Daftar Tugas:
1) Sebutkan semua cabang kekuasaan negara yang dibagi oleh konsep Trias Politica menurut artikel tentang Trias Politica di Indonesia.
2) Tolong jawab: menurut artikel tentang Trias Politica di Indonesia, apa tujuan konsep pemisahan kekuasaan itu?
3) Lanjutkan artikel tentang Trias Politica di Indonesia setelah kalimat terakhirnya.

Teks Halaman:

......

Ujung Tanduk Trias Politica Indonesia

Prabowo dihadapan para Hakim Mahkamah Agung. Foto: Jambione.com

Trias Politica, konsep pemisahan kekuasaan yang digagas oleh Montesquieu, telah lama menjadi pilar penting dalam sistem ketatanegaraan modern. Konsep ini membagi kekuasaan negara menjadi tiga cabang: eksekutif, legislatif, dan yudikatif. Tujuannya jelas: mencegah sentralisasi kekuasaan yang dapat melahirkan otoritarianisme. Namun, di Indonesia, konsep ini kerap diuji oleh intervensi antarlembaga, terutama dari eksekutif terhadap legislatif dan yudikatif. Fenomena ini semakin mengkhawatirkan di era pemerintahan Presiden Prabowo Subianto, di mana intervensi eksekutif terhadap yudikatif dan wacana sentralisasi kekuasaan mulai mencuat ke permukaan.

......

Data yang Diberikan:
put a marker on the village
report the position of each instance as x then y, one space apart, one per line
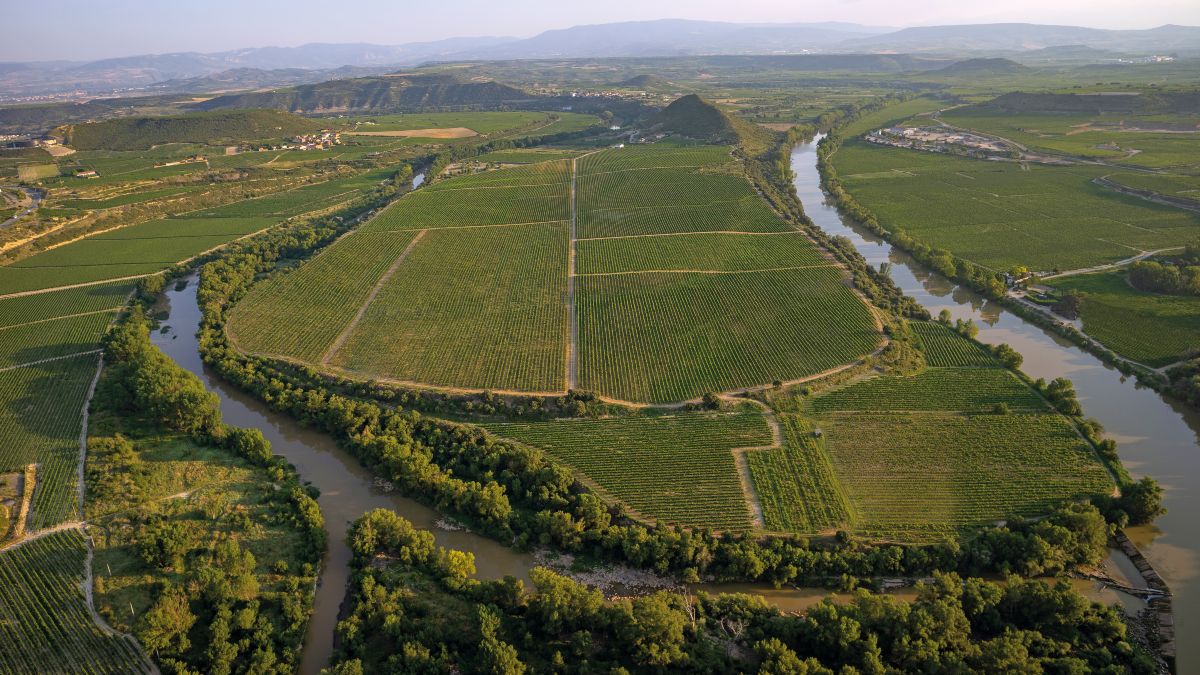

......

Hasil per Tugas:
1) Eksekutif, legislatif, dan yudikatif.

2) Mencegah sentralisasi kekuasaan yang dapat melahirkan otoritarianisme.

3)
Intervensi Eksekutif terhadap Yudikatif: Presiden dan Hakim

Pada Kamis, 20 Februari 2025, Presiden Prabowo Subianto mengundang seluruh hakim Mahkamah Agung (MA) ke Istana Kepresidenan. Acara ini dihadiri oleh ratusan hakim yang mengenakan batik dan membawa undangan resmi. Menurut Wakil Menteri Koordinator Hukum, HAM, Imigrasi, dan Pemasyarakatan, Otto Hasibuan, pertemuan ini bertujuan untuk memberikan arahan kepada para hakim. Namun, apa yang terjadi di balik layar pertemuan ini menuai kritik tajam dari pakar hukum tata negara.

Feri Amsari, pakar hukum tata negara dari Universitas Andalas, menilai pertemuan ini sebagai bentuk intervensi eksekutif terhadap yudikatif. Menurutnya, intervensi semacam ini bukanlah hal baru. Ia mengingatkan bahwa praktik serupa pernah terjadi di era Orde Lama dan Orde Baru, di mana kekuasaan eksekutif mendominasi dan mengintervensi lembaga-lembaga lain. "Pak Prabowo tidak boleh lagi masuk ke jurang di mana kekuasaan didominasi dan disentralisasi," ujar Feri.

Intervensi eksekutif terhadap yudikatif adalah tamparan keras bagi prinsip Trias Politica. Kekuasaan yudikatif seharusnya independen, bebas dari campur tangan pihak mana pun, termasuk eksekutif. Pasal 24 ayat (1) UUD 1945 jelas menyatakan bahwa kekuasaan kehakiman adalah kekuasaan yang merdeka untuk menyelenggarakan peradilan guna menegakkan hukum dan keadilan. Ketika eksekutif mulai memberikan "arahan" kepada hakim, independensi yudikatif terancam, dan keadilan bisa menjadi bias.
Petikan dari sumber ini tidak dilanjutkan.